▶ ASSIGNMENT: Copy out the whole text on landmines in eastern Ukraine word for word.

▶ SELECTED EXCERPT:
*** Block opens ***

UNHCR, the UN Refugee Agency, is calling for increased efforts to address the dangers and legacy of landmines in eastern Ukraine, one of the most landmine-contaminated areas in the world and where mines continue to be laid in the ongoing conflict. According to the Ukraine Government, the conflict has displaced some 1.36 million people.
Twenty years after the adoption of the Anti-Personnel Mine Ban Convention, also known as the Ottawa Convention, and ahead of this week’s International Day for Mine Awareness and Assistance in Mine Action on 4 April, UNHCR is seeking to heighten awareness of the horrifying threat from mines, explosive remnants of war and improvised explosive devices in Ukraine.
There is a vital need for the government, humanitarian organizations and all parties to the conflict to expand their mine action work in Ukraine. According to the 2018 Landmine Monitor Annual Report, Ukraine ranked third globally for overall casualties behind Afghanistan and Syria, and landmines and explosive remnants of war continue to kill or injure people.

*** Block closes ***

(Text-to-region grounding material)
*** Block opens ***

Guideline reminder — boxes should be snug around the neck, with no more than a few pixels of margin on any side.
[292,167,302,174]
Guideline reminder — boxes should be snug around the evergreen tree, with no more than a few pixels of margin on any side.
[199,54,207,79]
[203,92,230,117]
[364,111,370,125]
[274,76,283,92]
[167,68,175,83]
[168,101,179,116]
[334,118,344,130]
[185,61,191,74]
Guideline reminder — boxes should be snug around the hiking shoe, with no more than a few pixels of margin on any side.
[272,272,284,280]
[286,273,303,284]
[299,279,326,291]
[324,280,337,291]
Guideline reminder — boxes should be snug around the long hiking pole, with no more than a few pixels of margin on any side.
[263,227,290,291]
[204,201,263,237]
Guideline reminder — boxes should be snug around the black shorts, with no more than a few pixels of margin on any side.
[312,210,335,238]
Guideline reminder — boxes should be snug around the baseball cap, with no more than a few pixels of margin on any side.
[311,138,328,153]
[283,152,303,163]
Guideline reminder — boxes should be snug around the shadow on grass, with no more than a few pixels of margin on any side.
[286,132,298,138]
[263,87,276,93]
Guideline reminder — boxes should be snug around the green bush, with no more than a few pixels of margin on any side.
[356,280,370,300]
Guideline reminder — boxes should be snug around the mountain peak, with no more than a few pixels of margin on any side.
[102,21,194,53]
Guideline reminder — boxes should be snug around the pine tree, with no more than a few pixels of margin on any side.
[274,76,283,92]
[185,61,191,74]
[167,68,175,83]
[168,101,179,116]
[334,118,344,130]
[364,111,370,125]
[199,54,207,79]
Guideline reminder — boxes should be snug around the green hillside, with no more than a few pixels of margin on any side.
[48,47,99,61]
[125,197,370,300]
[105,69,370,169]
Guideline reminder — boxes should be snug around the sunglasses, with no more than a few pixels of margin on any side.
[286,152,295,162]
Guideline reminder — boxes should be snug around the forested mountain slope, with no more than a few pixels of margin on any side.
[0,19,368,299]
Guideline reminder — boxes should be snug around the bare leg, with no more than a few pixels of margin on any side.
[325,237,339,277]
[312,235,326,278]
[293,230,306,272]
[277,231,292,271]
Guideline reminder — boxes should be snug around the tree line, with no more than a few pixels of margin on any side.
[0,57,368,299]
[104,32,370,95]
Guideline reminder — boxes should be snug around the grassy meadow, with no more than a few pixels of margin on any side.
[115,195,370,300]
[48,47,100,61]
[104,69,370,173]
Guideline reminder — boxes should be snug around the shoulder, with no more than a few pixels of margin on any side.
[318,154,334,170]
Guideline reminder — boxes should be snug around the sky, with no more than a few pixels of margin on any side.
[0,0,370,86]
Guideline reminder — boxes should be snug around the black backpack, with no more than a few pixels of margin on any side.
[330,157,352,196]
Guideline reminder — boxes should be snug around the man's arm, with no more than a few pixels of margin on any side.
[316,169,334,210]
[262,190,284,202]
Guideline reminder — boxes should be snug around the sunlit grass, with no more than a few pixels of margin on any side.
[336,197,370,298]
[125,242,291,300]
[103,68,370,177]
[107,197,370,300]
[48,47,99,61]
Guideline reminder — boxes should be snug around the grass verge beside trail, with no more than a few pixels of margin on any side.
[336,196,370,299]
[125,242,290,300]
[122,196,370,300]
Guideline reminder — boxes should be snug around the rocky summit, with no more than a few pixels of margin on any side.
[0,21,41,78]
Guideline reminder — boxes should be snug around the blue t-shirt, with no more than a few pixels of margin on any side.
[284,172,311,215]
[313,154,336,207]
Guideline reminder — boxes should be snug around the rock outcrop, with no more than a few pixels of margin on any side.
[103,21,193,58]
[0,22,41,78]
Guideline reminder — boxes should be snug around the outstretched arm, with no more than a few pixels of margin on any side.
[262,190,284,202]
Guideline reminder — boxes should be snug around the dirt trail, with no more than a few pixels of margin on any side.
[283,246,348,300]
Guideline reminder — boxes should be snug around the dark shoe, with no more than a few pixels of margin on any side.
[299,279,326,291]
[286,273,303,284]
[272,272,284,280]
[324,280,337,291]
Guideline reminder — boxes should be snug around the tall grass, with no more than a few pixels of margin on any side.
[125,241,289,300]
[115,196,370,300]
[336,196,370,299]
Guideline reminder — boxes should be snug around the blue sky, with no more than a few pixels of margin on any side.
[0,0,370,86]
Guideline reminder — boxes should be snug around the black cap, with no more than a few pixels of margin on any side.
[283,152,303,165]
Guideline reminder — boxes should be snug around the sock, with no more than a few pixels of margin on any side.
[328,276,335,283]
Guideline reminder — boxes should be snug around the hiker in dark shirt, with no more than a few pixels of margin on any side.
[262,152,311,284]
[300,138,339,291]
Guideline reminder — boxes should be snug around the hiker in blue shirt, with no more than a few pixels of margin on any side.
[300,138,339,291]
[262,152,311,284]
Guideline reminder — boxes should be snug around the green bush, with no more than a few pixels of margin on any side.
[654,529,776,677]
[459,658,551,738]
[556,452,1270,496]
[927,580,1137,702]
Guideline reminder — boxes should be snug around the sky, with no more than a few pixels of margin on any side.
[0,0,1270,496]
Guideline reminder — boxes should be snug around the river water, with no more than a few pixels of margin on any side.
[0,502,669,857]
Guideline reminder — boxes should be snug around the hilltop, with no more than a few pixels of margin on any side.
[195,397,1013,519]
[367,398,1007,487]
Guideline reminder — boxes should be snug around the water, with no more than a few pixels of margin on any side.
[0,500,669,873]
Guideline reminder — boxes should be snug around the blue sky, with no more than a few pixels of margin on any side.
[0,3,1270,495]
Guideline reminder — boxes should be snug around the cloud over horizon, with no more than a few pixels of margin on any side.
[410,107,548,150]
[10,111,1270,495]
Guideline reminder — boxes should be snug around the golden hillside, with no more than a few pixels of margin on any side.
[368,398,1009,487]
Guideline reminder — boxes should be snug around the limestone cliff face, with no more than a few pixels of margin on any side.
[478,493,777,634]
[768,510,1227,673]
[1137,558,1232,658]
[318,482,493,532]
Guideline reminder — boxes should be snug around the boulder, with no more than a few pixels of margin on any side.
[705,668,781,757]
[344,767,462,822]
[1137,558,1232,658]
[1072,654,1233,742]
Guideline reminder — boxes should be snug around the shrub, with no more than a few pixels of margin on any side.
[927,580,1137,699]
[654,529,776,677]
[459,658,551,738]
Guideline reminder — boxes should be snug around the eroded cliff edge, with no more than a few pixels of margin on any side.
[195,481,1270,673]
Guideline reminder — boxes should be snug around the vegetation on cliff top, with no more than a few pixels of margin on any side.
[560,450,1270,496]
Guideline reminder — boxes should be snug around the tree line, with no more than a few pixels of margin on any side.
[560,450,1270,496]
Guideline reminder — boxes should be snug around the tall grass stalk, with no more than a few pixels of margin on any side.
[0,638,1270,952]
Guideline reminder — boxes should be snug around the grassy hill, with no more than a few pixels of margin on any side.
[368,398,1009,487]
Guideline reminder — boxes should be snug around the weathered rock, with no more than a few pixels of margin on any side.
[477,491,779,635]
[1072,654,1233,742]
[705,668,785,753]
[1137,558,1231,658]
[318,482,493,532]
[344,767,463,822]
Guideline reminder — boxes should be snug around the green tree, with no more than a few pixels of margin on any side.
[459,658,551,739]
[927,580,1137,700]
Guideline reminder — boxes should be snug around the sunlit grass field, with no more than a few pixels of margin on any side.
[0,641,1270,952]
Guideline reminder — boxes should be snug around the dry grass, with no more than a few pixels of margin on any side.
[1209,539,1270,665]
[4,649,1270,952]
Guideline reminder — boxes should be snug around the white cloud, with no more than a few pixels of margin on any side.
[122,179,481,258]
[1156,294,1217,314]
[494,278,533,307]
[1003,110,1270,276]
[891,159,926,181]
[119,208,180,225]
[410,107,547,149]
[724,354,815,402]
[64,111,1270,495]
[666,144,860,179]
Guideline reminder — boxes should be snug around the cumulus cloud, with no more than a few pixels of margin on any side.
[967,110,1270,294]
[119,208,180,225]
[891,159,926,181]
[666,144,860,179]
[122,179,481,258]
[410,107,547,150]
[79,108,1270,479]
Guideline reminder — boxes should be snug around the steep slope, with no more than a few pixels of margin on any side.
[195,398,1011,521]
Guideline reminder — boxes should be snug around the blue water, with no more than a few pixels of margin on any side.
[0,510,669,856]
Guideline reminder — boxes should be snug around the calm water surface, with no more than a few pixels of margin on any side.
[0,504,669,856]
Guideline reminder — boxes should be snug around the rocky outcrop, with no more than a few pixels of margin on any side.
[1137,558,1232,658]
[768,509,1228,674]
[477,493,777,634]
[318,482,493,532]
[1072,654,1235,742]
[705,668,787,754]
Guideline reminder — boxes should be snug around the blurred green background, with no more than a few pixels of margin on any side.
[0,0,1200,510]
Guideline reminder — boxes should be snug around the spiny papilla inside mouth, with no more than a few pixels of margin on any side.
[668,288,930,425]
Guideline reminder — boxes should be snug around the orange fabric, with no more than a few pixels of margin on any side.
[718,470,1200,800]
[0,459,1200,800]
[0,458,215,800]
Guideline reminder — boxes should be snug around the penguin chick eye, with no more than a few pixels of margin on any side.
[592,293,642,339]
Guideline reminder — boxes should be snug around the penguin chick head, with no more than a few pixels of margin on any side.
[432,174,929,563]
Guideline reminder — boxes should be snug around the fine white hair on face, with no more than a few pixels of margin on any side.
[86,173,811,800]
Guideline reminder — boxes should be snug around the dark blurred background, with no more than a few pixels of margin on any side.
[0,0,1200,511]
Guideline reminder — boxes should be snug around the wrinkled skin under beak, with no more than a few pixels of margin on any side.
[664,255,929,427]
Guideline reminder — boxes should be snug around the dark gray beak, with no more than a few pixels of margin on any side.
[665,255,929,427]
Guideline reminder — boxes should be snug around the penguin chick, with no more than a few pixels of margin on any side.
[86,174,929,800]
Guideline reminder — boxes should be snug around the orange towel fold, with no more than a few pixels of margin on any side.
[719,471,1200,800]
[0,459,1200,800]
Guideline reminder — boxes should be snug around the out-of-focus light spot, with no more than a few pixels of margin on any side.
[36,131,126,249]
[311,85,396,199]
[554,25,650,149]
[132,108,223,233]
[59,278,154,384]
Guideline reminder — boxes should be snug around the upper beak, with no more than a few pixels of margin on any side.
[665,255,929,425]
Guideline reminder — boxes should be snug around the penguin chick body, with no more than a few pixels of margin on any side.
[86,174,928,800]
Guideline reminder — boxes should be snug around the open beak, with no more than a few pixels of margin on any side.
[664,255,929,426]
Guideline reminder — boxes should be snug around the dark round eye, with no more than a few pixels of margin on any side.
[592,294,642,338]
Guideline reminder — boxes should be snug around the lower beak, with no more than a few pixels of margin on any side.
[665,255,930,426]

*** Block closes ***

▶ YOUR RESPONSE:
UNHCR, the UN Refugee Agency, is calling for increased efforts to address the dangers and legacy of landmines in eastern Ukraine, one of the most landmine-contaminated areas in the world and where mines continue to be laid in the ongoing conflict. According to the Ukraine Government, the conflict has displaced some 1.36 million people.
Twenty years after the adoption of the Anti-Personnel Mine Ban Convention, also known as the Ottawa Convention, and ahead of this week’s International Day for Mine Awareness and Assistance in Mine Action on 4 April, UNHCR is seeking to heighten awareness of the horrifying threat from mines, explosive remnants of war and improvised explosive devices in Ukraine.
There is a vital need for the government, humanitarian organizations and all parties to the conflict to expand their mine action work in Ukraine. According to the 2018 Landmine Monitor Annual Report, Ukraine ranked third globally for overall casualties behind Afghanistan and Syria, and landmines and explosive remnants of war continue to kill or injure people.